> [Task description]: Tally every line in the data that has the word "forklift" and report only the total.

*** Opening Data listing ***

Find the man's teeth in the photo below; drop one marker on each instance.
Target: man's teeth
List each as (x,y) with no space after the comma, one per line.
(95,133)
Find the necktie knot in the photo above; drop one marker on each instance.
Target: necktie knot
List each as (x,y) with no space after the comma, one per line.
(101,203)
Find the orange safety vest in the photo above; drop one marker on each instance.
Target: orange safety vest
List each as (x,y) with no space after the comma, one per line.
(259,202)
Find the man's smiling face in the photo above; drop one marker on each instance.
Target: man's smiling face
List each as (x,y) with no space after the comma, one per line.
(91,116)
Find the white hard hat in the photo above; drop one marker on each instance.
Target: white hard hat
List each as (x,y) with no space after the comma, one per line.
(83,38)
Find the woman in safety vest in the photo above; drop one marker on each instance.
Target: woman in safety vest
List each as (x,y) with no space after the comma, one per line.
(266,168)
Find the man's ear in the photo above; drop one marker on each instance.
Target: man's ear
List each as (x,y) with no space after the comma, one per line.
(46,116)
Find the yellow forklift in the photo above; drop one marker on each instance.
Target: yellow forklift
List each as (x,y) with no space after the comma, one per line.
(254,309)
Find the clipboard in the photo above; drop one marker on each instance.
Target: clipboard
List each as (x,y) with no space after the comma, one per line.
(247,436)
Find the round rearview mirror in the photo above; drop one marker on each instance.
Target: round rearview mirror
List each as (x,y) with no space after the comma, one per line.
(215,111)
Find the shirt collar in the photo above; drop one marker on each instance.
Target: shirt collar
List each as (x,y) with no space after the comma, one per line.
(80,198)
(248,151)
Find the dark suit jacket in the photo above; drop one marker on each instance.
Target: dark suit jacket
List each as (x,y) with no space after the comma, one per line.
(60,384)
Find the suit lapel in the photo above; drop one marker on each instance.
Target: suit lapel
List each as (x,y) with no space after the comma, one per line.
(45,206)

*** Closing Data listing ***

> [Answer section]: 2